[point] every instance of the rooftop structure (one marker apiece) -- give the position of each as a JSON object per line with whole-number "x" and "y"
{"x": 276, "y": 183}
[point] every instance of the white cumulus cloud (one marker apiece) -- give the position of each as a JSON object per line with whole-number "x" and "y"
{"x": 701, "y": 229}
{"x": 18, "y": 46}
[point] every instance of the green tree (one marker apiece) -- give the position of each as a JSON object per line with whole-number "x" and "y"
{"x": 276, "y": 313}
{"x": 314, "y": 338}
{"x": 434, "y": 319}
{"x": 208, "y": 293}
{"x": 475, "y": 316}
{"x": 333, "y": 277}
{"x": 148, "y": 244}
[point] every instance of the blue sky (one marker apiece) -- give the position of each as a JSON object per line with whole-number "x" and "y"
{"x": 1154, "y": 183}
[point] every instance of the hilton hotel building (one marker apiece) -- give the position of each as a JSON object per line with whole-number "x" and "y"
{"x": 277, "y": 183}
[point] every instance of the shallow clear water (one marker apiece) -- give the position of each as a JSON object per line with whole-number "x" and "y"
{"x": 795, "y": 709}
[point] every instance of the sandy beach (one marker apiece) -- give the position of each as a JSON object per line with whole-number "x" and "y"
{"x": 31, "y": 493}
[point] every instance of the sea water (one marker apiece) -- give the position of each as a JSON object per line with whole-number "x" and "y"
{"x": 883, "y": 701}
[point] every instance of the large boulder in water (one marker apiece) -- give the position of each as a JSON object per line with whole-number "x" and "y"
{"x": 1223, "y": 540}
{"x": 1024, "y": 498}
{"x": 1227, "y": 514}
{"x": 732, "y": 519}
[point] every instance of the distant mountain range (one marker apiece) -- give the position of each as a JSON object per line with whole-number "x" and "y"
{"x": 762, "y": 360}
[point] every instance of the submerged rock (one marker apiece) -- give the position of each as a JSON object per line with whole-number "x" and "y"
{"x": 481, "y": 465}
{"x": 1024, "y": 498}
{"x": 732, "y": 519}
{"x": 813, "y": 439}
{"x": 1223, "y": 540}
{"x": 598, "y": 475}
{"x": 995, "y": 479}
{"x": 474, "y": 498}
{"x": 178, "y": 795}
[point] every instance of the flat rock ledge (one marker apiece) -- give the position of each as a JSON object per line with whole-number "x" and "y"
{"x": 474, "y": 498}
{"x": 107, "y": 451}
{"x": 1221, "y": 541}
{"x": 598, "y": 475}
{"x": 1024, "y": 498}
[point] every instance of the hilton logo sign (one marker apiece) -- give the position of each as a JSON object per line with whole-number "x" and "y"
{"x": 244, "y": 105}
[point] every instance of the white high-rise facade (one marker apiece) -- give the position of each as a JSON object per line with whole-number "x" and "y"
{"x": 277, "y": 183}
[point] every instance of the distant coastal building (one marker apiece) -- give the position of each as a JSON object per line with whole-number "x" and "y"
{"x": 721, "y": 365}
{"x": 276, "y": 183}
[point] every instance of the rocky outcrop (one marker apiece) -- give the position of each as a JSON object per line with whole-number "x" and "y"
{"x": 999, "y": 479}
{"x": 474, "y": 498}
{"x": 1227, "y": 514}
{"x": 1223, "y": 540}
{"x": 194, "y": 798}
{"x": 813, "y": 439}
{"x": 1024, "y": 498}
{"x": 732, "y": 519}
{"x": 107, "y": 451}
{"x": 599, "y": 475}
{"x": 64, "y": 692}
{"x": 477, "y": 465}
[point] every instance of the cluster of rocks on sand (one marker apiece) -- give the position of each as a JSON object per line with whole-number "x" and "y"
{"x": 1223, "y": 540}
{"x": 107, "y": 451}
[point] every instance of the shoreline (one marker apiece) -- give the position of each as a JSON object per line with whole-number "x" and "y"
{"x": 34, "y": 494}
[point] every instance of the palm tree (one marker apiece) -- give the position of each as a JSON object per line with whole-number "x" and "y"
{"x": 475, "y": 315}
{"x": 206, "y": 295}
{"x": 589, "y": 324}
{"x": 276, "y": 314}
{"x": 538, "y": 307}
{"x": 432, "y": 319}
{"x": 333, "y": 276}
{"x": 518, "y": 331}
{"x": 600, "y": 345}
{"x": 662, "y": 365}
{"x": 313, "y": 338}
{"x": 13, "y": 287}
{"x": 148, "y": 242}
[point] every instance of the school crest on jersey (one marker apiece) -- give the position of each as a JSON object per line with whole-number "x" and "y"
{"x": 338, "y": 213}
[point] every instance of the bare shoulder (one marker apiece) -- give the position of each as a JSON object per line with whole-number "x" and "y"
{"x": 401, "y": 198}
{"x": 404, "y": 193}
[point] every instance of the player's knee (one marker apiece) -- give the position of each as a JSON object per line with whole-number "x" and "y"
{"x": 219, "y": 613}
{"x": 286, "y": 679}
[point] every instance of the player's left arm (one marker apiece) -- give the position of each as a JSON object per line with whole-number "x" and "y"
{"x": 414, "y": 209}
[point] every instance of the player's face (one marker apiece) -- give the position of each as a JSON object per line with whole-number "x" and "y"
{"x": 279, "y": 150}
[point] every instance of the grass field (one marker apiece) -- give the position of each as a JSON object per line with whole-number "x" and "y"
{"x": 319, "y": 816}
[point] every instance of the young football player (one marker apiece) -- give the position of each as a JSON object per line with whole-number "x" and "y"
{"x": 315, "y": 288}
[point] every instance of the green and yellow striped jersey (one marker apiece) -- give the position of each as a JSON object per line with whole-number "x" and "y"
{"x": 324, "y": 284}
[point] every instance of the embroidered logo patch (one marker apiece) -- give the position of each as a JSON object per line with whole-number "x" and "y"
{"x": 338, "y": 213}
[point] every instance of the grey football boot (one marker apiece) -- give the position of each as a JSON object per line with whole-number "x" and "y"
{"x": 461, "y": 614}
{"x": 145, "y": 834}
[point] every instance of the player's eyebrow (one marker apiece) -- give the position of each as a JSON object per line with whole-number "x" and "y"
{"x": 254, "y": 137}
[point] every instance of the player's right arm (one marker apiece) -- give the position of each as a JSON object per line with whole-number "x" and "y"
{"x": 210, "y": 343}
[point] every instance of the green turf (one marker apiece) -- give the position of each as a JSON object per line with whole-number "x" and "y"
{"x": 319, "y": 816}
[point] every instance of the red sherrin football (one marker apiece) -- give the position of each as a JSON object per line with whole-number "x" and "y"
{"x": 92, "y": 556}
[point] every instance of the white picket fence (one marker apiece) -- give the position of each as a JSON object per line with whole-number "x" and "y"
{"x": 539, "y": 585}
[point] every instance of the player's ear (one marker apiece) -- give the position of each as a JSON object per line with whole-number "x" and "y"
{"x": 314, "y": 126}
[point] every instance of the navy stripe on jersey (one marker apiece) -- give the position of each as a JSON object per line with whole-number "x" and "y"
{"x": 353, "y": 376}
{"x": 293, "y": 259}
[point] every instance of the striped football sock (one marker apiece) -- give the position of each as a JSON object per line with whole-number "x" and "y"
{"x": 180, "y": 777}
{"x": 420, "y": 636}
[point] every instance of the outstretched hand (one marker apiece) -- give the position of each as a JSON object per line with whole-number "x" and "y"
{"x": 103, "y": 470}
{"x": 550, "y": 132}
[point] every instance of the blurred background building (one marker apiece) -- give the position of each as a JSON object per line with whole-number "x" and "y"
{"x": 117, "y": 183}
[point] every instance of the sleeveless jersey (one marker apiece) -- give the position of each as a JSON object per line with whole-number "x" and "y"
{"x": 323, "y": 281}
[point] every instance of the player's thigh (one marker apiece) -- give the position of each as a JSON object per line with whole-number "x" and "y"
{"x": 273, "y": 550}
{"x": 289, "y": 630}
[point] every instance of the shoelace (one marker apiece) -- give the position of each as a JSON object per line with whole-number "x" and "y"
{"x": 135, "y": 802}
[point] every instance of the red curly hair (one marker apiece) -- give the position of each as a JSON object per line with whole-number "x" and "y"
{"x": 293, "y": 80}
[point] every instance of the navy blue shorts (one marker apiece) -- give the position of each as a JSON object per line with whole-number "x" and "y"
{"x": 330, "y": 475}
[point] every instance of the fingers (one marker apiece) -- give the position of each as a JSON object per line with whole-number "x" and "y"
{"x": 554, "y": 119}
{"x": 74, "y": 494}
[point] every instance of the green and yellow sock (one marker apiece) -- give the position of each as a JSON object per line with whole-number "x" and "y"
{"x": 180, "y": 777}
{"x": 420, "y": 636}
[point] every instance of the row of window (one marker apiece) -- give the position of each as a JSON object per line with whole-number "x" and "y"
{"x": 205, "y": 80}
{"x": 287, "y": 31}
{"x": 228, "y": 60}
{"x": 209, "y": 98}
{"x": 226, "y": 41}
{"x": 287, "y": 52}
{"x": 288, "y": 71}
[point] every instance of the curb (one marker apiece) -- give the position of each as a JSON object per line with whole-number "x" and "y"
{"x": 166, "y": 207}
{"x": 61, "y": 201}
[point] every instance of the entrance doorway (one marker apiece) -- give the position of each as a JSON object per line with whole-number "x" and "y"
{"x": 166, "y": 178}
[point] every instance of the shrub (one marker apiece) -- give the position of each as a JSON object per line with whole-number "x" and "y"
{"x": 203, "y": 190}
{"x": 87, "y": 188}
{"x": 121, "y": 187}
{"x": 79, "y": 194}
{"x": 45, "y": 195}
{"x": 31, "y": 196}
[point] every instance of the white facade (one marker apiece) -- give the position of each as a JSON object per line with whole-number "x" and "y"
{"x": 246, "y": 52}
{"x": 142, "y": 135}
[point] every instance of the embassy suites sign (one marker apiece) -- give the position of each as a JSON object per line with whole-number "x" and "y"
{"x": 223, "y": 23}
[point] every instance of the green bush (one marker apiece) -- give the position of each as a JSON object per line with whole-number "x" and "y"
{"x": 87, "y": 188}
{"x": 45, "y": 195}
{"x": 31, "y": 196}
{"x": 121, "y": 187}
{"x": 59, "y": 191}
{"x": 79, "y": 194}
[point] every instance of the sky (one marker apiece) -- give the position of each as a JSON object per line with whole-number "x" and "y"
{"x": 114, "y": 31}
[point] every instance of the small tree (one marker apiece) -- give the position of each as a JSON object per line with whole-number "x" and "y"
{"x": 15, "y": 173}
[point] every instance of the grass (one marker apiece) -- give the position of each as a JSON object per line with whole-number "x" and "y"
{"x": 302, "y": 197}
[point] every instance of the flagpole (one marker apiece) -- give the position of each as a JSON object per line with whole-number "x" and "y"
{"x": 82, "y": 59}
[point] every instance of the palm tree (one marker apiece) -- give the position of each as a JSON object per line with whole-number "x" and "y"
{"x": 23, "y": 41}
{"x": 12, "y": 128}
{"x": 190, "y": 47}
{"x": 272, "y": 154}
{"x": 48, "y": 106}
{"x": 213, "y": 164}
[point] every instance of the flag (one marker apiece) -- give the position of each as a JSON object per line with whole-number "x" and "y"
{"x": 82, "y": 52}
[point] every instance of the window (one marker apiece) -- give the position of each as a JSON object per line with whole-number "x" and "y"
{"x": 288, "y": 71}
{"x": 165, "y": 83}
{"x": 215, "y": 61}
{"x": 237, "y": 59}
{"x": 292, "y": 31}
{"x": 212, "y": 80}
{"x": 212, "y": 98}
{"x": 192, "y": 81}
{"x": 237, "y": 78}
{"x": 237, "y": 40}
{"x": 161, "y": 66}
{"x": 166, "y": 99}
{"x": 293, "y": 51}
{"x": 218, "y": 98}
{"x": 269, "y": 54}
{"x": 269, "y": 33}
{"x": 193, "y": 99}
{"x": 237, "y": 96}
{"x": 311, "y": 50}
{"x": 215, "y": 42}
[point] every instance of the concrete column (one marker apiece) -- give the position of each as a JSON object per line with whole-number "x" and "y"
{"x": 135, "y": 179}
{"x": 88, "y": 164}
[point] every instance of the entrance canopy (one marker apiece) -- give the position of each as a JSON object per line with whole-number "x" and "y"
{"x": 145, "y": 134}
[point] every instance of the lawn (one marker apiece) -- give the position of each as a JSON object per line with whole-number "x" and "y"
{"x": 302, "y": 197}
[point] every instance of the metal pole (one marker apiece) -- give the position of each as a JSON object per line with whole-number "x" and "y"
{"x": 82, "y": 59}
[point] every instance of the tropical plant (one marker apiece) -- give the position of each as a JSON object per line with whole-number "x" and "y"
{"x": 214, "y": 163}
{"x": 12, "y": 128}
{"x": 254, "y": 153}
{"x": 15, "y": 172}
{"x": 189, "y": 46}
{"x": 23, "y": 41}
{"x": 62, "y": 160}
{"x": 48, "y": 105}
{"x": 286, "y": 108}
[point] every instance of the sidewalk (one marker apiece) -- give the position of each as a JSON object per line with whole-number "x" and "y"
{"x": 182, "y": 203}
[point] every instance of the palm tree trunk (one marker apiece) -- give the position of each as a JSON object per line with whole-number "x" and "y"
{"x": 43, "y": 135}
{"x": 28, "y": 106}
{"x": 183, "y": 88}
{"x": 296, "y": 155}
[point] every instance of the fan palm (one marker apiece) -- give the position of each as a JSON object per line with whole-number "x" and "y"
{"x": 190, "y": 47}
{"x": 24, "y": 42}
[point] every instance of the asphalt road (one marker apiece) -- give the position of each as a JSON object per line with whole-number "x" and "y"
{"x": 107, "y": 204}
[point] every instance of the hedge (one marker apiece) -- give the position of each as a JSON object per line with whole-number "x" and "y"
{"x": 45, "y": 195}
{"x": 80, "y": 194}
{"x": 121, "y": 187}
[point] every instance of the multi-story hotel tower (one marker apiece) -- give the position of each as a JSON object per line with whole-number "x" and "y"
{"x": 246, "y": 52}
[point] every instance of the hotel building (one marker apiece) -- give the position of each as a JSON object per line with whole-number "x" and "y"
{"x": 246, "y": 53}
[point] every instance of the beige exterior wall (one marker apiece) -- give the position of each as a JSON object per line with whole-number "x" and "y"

**Written instruction**
Copy out every line from the one containing "[point] every instance of the fan" to the end of the material, both ends included.

**Complete response**
[point] every instance of the fan palm (one marker apiece) -- give the position of each as a JSON object per line with whole-number "x" and "y"
{"x": 190, "y": 47}
{"x": 24, "y": 42}
[point] every instance of the asphalt road (one marker apiece) -- give the position of each as a JSON object per line with whole-number "x" and "y"
{"x": 107, "y": 204}
[point] every instance of the hedge (one marker apiece) -- give the position of each as a JSON object per line with whole-number "x" and "y"
{"x": 45, "y": 195}
{"x": 80, "y": 194}
{"x": 121, "y": 187}
[point] every instance of the multi-story hotel tower (one marker apiece) -- give the position of each as a JSON object per line with whole-number "x" and "y"
{"x": 246, "y": 52}
[point] every instance of the hotel building (one marker apiece) -- give the position of each as a JSON object per line with whole-number "x" and "y"
{"x": 246, "y": 53}
[point] every instance of the beige exterior wall (one marker apiece) -- give the position of each as a JSON object per line with whole-number "x" and "y"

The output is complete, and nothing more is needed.